> Task goal
Copy the listing from its first line through the line containing "548L1041 563L1051 563L1056", both included, and change "wooden building" to "log cabin" with nothing else altered.

> Data for the task
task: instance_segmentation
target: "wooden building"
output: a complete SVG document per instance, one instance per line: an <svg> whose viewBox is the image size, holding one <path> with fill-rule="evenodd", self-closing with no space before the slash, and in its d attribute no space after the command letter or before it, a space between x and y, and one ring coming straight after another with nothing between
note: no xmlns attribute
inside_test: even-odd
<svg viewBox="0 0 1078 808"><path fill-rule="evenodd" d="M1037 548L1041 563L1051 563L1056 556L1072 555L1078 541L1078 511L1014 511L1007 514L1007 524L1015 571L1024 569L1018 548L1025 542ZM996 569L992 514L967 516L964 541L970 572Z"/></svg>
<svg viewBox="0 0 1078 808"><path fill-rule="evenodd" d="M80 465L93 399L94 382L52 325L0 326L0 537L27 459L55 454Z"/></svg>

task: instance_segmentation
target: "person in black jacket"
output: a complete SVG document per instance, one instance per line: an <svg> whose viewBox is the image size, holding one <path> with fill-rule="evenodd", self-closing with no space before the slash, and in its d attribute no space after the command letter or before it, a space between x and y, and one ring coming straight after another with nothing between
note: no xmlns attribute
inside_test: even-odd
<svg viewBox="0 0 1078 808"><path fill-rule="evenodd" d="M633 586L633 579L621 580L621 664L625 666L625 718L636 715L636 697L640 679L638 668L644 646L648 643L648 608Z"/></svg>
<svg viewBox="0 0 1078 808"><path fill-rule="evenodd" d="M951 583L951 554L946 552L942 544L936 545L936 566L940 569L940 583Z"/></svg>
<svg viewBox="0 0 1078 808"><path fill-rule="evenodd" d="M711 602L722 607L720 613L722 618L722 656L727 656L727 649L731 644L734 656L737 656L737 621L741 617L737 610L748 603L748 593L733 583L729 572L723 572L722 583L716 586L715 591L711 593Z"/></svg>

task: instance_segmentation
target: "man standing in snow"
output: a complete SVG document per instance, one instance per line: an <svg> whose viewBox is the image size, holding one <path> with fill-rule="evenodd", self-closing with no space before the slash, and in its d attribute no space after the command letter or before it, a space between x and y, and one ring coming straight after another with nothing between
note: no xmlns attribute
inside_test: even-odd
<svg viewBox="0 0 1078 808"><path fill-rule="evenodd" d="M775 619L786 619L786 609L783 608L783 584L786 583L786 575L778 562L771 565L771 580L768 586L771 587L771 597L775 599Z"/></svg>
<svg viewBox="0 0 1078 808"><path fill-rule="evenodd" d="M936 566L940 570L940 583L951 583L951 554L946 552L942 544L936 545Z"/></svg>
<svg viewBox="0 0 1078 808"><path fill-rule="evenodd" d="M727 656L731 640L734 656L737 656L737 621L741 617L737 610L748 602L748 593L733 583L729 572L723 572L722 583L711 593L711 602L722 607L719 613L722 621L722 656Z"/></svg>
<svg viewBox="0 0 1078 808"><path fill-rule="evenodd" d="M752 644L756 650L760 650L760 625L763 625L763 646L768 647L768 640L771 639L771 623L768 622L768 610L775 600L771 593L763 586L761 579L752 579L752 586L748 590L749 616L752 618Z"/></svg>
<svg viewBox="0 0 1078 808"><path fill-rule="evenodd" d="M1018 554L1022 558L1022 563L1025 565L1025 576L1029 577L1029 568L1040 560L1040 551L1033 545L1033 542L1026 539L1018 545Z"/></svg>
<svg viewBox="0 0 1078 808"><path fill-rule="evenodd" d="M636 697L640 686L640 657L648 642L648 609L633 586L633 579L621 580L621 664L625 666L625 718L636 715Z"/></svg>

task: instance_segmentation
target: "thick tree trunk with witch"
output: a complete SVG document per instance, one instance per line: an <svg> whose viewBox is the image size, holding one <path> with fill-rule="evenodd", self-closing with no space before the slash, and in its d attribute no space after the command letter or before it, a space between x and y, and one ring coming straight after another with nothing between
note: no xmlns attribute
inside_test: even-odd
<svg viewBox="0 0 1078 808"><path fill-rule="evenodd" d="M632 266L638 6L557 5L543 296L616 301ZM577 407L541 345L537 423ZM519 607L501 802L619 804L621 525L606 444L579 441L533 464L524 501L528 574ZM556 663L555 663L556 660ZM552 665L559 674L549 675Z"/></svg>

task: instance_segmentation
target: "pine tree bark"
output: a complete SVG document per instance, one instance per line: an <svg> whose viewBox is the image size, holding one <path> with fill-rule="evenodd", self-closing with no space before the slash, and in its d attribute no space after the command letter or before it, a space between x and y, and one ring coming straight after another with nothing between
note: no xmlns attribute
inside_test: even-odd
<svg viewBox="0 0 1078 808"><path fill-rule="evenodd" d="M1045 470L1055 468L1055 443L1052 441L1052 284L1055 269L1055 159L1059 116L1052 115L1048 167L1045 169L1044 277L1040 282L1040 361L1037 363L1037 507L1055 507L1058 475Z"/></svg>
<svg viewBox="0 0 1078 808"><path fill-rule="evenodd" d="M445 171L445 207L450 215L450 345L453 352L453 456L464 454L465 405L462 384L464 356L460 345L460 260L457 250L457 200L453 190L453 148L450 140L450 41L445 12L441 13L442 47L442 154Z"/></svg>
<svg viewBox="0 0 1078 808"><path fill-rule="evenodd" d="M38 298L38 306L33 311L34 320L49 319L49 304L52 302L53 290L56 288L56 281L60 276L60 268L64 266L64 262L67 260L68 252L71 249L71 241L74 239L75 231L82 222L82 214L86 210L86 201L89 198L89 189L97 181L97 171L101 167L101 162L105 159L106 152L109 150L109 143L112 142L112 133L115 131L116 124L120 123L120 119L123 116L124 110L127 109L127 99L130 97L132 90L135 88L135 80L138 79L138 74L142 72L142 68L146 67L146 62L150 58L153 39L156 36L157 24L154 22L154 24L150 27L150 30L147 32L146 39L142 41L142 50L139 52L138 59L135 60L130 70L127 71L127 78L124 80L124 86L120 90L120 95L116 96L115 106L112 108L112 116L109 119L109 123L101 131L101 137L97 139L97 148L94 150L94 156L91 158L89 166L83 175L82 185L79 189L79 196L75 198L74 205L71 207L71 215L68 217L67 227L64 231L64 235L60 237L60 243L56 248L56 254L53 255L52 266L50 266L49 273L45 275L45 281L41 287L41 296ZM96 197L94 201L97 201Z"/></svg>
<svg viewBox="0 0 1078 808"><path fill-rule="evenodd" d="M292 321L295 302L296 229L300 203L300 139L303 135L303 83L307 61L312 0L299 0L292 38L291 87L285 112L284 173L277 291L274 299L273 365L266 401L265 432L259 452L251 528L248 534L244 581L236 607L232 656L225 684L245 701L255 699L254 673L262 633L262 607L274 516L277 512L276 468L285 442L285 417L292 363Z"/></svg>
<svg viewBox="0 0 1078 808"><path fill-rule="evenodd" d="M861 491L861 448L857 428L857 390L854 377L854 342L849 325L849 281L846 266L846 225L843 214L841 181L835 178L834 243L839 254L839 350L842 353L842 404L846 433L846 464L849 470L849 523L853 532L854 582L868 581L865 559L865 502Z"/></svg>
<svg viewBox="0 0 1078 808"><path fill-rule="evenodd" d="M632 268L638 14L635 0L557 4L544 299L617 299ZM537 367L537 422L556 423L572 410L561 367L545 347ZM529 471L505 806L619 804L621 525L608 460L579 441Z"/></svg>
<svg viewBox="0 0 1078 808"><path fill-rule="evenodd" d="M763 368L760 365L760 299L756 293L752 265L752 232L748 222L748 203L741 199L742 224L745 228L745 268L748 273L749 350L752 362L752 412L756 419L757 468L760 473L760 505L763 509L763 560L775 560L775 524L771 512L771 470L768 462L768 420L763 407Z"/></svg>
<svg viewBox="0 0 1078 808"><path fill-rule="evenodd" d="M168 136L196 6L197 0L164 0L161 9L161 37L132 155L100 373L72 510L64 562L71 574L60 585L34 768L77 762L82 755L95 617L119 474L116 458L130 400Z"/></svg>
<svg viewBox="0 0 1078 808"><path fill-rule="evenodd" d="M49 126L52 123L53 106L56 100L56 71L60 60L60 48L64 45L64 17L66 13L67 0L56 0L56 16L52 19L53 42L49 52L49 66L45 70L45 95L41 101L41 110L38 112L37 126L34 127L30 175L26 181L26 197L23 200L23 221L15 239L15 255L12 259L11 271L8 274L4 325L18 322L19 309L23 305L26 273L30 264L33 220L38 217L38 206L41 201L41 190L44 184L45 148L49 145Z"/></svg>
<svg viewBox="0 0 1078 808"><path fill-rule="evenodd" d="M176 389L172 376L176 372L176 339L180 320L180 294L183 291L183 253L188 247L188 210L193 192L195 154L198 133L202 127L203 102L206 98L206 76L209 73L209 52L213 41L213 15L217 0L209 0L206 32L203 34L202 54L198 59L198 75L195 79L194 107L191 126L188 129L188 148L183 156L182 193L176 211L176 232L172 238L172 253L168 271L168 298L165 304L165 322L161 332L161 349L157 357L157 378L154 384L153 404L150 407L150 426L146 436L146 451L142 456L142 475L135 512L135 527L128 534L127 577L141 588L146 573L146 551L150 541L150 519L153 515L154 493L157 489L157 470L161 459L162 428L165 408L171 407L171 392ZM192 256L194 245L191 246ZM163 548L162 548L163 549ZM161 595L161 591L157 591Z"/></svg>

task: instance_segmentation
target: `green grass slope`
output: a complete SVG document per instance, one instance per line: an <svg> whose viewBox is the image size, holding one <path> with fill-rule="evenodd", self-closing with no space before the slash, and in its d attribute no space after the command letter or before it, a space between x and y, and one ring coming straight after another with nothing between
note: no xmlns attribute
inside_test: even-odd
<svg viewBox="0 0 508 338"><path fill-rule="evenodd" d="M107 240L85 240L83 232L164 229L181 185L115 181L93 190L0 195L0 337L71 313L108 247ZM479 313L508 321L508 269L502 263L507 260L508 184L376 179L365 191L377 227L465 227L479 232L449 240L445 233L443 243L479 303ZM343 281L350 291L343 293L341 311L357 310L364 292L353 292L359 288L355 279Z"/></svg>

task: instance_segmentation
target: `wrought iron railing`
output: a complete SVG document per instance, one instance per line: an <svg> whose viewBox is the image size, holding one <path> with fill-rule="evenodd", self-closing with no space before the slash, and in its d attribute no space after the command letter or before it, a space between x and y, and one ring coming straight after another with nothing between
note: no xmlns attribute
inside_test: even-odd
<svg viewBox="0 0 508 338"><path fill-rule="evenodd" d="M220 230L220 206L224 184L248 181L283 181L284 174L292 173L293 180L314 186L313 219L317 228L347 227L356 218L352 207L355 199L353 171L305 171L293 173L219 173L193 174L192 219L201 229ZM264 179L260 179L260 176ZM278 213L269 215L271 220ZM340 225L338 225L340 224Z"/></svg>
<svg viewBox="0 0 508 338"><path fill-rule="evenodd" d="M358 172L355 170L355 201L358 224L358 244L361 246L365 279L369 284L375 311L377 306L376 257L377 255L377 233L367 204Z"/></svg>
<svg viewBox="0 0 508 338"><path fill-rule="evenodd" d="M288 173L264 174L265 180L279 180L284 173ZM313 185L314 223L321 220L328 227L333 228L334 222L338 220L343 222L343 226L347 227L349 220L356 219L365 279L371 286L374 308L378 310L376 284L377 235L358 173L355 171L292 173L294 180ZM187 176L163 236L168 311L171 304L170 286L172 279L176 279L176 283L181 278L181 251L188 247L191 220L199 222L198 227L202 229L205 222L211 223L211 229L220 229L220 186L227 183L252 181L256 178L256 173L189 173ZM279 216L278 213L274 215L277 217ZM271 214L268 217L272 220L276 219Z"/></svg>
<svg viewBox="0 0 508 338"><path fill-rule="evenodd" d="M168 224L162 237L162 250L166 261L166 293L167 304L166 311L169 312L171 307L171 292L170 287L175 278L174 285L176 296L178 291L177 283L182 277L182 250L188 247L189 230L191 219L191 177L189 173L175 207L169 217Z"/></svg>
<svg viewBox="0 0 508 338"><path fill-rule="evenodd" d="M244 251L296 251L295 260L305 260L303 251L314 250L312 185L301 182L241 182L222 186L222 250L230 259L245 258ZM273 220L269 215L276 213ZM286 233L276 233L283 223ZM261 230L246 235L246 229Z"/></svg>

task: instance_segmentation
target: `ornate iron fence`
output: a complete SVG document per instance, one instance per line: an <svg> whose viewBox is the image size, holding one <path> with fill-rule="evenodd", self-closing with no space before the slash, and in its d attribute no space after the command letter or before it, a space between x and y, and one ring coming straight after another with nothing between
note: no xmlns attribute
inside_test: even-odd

> Output of the exercise
task: instance_segmentation
target: "log cabin"
output: a complete SVG document per instance, one instance per line: an <svg> whose viewBox is the image size, holding one <path> with fill-rule="evenodd", self-closing with no space before the slash, and in its d attribute no space after the command letter or before it, a space between x and y, and one ring coming straight after another with nothing between
note: no xmlns attribute
inside_test: even-odd
<svg viewBox="0 0 1078 808"><path fill-rule="evenodd" d="M1037 548L1041 563L1051 563L1056 556L1072 555L1078 541L1078 511L1014 511L1007 514L1007 524L1015 571L1024 569L1018 548L1025 542ZM996 569L992 514L967 516L964 541L970 572Z"/></svg>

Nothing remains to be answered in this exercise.